## What the exercise asks:
In the forum post on encryption below, what does "weaken encryption" mean, and what does the post say it does not mean? Answer in one to three sentences.

Finally Apple isn't a "web company", nor is Microsoft or the majority of
'large corporations'.

> "...unless the encryption was provided by the carrier and the carrier
> possesses the information necessary to decrypt the communication"

I don't think I need to say very much here.

Regarding Apple's encryption there's lots of good information about how very
little it actually does and can do. There was also a hacker news thread with
yours truly.
[https://news.ycombinator.com/item?id=8389365](https://news.ycombinator.com/item?id=8389365)

Regarding the 'antiquated' FOIA doc - you can export strong crypto but you
backdoor it, keep the keys, or provide other ways to access the data.
Blackberry's entire business model was secure communications and look where
they are today. RSA is now in a similar boat.

"Weaken encryption" does not mean 'lower the bit security under the standard
attacker model' here. In this case it means 'subvert encryption through design
or implementation flaws, key repositories, controlled PRNGs, side channel
access or designed-in systems level access to the data'. "Weaken encryption"
doesn't mean "choose smaller key sizes", it means "make the fact that
something is encrypted a weak guarantee of security and privacy."

## Rows:
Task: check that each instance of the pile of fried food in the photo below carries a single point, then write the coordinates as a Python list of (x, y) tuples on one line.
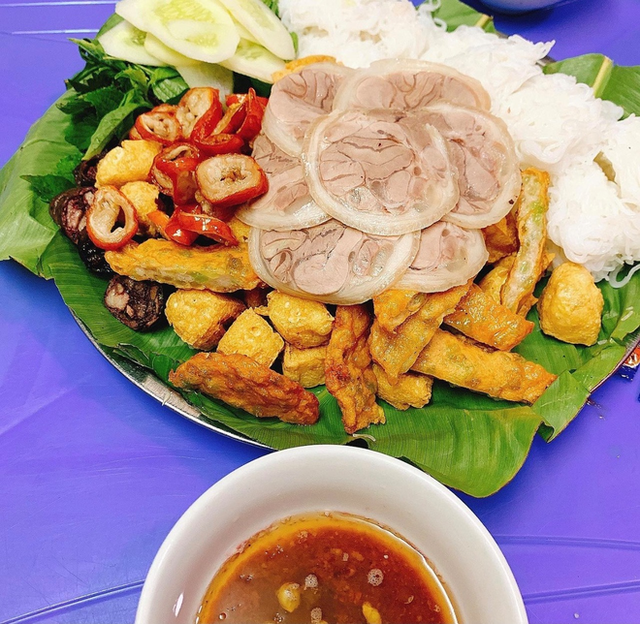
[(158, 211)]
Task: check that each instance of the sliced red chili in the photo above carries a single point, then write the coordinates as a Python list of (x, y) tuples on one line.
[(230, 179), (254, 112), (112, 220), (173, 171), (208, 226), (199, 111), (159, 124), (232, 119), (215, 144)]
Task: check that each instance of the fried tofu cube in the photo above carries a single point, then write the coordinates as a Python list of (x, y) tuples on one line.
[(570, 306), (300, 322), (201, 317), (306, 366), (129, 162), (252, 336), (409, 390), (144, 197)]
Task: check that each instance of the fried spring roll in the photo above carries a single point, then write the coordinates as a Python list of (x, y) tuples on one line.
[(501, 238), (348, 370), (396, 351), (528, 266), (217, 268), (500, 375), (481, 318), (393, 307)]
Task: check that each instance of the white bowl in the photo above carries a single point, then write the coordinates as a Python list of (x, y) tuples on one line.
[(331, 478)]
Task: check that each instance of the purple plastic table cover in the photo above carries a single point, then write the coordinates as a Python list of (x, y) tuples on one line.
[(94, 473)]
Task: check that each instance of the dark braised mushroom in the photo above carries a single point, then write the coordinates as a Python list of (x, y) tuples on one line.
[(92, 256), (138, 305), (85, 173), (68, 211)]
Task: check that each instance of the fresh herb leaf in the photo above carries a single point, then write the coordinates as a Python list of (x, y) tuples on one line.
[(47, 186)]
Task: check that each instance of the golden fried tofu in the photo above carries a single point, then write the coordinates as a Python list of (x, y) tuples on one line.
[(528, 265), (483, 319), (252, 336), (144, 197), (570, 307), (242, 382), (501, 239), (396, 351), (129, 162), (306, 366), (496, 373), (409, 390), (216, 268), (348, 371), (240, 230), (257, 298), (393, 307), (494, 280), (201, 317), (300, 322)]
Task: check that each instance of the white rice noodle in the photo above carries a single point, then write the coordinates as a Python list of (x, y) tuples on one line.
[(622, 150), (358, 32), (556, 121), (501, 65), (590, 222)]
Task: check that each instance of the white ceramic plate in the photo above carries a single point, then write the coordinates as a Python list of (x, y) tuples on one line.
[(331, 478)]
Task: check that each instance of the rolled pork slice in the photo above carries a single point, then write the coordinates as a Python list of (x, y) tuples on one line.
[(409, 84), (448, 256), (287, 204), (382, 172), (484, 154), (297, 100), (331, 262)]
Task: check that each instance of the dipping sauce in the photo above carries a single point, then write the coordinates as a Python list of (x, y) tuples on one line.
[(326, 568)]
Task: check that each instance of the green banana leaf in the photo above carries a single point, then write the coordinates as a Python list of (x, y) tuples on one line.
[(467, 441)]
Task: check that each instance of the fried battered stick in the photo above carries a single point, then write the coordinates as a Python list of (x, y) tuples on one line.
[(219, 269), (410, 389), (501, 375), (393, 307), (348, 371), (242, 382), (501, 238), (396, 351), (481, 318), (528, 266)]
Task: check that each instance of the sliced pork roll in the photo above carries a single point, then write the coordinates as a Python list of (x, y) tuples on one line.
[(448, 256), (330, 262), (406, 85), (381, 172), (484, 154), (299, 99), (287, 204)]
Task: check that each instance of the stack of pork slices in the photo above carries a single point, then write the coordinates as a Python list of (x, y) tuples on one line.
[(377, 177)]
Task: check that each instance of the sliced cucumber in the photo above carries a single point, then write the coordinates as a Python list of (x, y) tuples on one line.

---

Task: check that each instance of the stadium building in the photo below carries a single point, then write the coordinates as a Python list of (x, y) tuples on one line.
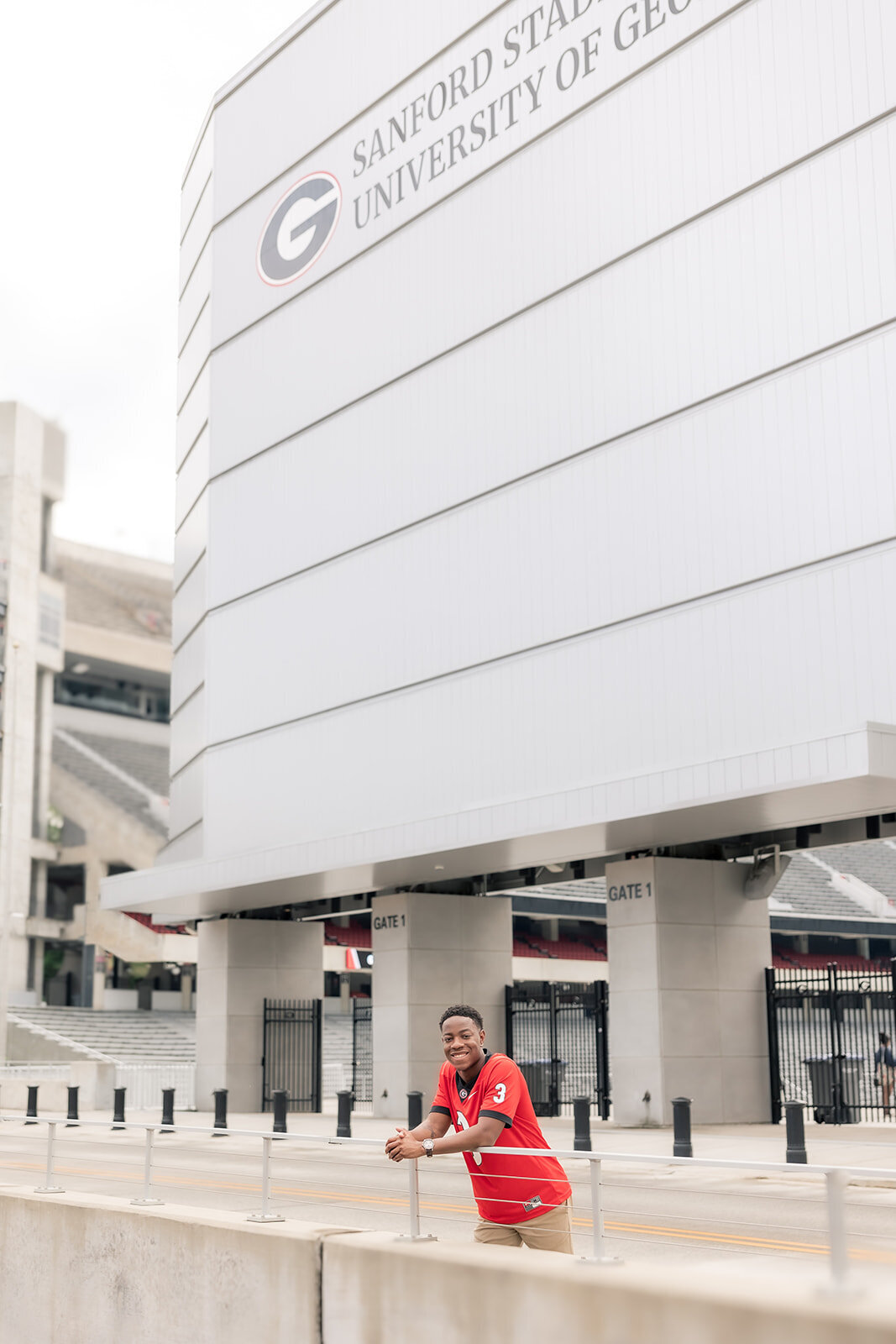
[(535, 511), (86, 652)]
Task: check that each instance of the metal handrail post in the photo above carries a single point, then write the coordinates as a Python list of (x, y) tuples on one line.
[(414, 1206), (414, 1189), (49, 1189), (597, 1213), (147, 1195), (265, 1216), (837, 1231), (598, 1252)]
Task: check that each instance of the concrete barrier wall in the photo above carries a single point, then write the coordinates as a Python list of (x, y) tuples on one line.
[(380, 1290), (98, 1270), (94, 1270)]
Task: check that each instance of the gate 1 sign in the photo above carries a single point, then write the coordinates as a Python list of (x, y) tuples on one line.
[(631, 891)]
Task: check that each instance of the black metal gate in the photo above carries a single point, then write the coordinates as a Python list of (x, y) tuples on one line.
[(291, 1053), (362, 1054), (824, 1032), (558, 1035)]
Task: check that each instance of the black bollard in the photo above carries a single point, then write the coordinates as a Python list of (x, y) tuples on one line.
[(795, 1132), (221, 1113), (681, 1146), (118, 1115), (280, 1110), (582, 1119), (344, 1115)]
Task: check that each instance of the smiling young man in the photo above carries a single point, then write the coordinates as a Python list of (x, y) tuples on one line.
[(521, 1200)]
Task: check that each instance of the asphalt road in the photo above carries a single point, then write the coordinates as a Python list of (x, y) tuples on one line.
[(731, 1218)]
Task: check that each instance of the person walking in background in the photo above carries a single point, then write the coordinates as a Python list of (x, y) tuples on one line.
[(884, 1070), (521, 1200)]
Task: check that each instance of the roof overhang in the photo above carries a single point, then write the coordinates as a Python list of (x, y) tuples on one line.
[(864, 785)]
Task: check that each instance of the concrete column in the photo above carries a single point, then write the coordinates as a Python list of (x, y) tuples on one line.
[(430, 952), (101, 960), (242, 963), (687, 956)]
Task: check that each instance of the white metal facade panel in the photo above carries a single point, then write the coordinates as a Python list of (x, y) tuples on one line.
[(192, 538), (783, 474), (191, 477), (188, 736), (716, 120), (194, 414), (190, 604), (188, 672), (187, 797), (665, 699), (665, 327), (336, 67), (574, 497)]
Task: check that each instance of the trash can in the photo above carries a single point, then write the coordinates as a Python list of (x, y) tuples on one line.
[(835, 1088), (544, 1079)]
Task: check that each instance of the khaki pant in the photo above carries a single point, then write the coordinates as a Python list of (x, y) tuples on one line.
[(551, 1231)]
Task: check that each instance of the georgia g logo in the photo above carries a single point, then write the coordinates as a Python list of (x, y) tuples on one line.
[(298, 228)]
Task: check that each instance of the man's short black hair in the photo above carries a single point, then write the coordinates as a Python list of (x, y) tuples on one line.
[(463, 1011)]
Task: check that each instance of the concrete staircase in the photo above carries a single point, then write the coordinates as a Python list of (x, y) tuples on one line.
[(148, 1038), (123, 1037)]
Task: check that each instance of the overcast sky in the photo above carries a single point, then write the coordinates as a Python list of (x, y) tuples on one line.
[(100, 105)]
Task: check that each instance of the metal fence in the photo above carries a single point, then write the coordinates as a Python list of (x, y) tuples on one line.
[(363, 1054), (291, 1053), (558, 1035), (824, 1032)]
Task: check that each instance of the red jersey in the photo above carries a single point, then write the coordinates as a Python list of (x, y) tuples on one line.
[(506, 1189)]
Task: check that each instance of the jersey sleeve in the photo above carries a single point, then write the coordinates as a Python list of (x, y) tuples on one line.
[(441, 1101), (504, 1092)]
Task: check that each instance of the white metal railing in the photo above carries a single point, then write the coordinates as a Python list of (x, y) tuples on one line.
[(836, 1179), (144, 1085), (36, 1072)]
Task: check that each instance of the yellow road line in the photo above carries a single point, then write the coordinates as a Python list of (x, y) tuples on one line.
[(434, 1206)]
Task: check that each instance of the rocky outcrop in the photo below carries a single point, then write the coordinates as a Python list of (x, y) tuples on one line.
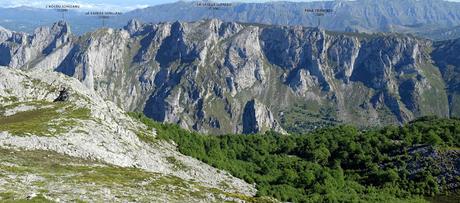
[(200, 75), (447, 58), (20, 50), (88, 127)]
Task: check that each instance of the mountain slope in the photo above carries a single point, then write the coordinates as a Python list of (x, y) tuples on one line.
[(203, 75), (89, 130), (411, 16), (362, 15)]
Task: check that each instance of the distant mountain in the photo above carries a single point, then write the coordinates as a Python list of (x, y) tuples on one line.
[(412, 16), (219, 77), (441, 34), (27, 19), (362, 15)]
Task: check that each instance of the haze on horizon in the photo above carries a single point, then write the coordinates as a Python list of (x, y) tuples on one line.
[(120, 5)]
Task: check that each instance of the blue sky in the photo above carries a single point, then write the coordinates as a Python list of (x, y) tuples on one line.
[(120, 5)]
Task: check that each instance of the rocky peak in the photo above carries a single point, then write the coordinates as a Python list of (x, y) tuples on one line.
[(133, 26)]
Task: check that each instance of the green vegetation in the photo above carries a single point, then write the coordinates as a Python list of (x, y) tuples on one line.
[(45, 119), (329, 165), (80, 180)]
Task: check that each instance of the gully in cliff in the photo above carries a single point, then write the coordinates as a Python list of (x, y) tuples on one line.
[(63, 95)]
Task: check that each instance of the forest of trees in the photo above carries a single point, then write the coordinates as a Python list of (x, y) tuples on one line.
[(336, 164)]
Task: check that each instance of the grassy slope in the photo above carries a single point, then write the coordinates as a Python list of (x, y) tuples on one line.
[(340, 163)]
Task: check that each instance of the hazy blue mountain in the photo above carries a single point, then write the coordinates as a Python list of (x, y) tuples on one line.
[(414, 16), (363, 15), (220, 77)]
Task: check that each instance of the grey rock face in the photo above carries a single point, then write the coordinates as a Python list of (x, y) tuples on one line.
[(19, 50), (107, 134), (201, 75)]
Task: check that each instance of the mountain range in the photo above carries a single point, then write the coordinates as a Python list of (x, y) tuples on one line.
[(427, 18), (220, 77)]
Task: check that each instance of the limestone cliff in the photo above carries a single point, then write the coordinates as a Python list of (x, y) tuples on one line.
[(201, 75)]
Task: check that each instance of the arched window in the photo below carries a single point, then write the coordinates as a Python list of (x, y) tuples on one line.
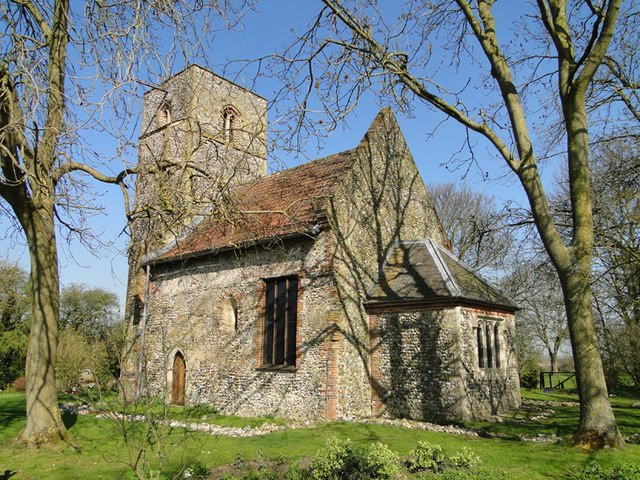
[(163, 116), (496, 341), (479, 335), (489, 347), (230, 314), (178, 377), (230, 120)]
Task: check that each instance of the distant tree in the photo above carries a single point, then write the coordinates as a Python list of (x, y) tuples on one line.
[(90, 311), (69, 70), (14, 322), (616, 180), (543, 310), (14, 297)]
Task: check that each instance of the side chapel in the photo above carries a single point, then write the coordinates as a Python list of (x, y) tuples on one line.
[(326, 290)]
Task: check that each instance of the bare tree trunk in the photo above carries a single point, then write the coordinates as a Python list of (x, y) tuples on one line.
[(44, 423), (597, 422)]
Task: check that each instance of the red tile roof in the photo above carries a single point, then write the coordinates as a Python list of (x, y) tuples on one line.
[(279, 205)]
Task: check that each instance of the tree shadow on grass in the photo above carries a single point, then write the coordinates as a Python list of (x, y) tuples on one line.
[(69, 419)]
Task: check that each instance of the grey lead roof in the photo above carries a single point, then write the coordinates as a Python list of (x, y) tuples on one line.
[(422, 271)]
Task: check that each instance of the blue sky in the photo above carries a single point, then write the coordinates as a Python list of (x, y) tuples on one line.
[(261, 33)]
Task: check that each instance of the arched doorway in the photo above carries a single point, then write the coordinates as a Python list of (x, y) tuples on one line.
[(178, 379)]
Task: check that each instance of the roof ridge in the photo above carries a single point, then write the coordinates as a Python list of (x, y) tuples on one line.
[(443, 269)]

==

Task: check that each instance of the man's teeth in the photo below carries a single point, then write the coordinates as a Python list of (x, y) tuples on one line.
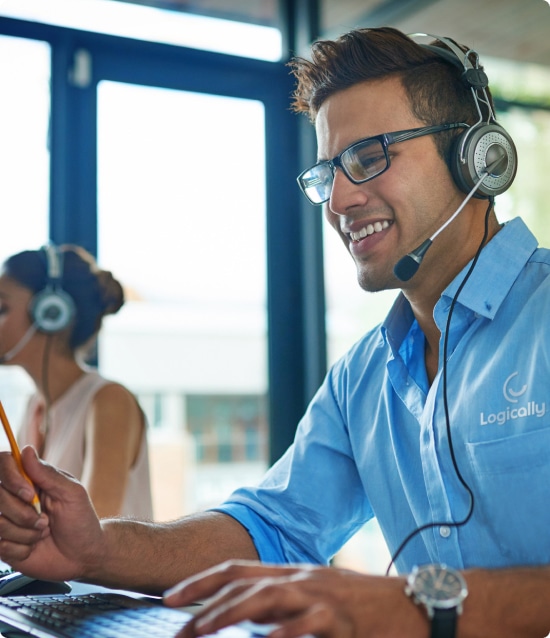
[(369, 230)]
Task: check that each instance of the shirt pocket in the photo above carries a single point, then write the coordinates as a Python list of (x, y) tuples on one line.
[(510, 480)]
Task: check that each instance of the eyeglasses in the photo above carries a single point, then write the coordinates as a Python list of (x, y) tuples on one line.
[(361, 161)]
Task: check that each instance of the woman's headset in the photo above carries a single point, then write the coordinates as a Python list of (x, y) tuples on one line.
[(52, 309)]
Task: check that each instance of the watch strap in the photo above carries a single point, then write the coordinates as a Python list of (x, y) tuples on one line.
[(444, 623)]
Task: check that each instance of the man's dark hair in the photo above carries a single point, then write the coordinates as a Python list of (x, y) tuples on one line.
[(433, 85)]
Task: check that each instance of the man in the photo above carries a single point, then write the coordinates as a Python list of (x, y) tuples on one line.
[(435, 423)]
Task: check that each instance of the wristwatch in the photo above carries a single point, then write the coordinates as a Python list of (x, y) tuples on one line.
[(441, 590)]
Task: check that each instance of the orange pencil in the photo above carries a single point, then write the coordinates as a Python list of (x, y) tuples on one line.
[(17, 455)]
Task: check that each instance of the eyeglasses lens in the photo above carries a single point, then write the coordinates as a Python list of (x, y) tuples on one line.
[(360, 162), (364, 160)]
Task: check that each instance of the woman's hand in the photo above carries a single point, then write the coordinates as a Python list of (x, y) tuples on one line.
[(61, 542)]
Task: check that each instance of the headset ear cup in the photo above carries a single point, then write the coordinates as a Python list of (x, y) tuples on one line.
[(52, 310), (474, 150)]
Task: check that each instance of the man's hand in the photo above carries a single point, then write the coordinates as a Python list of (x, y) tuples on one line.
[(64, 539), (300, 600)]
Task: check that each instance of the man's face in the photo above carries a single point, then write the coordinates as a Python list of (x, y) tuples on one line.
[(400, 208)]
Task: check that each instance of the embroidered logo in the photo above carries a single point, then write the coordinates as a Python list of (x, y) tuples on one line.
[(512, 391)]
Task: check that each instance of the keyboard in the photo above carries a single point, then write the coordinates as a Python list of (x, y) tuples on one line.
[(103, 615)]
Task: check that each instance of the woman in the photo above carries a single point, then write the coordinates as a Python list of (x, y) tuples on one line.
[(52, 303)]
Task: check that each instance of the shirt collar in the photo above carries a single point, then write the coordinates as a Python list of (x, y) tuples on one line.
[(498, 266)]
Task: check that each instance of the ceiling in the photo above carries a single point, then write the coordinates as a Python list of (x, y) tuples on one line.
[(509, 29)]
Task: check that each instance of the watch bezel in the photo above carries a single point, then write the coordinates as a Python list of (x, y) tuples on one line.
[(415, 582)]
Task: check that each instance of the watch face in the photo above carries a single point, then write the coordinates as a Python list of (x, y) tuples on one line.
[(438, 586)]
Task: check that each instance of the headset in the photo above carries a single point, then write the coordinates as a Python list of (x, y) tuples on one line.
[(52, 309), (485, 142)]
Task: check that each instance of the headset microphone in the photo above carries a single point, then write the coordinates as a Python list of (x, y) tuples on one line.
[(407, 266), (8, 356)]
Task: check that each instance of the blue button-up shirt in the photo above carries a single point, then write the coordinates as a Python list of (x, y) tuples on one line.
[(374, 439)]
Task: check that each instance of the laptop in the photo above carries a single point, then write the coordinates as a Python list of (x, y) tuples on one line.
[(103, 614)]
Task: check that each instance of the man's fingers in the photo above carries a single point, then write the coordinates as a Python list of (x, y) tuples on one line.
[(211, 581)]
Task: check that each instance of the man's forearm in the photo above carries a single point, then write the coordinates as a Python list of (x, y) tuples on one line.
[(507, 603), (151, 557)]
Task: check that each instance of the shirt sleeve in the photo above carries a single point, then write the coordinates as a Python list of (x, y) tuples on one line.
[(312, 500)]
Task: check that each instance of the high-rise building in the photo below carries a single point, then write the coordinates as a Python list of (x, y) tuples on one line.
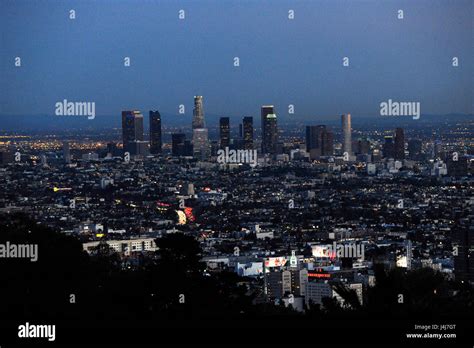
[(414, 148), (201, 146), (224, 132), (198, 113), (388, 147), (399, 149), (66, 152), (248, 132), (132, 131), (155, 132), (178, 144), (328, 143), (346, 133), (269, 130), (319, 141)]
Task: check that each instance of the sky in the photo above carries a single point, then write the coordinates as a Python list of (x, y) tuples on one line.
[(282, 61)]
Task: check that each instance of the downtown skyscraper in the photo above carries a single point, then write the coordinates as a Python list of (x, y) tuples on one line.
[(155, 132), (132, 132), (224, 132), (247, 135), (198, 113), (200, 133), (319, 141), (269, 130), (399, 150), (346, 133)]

## Written solution:
The post says "weaken encryption" does not mean lowering bit security under the standard attacker model or choosing smaller key sizes. It means subverting encryption through design or implementation flaws, key repositories, controlled PRNGs, side-channel access, or designed-in systems-level access to the data. The result is that the fact that something is encrypted becomes a weak guarantee of security and privacy.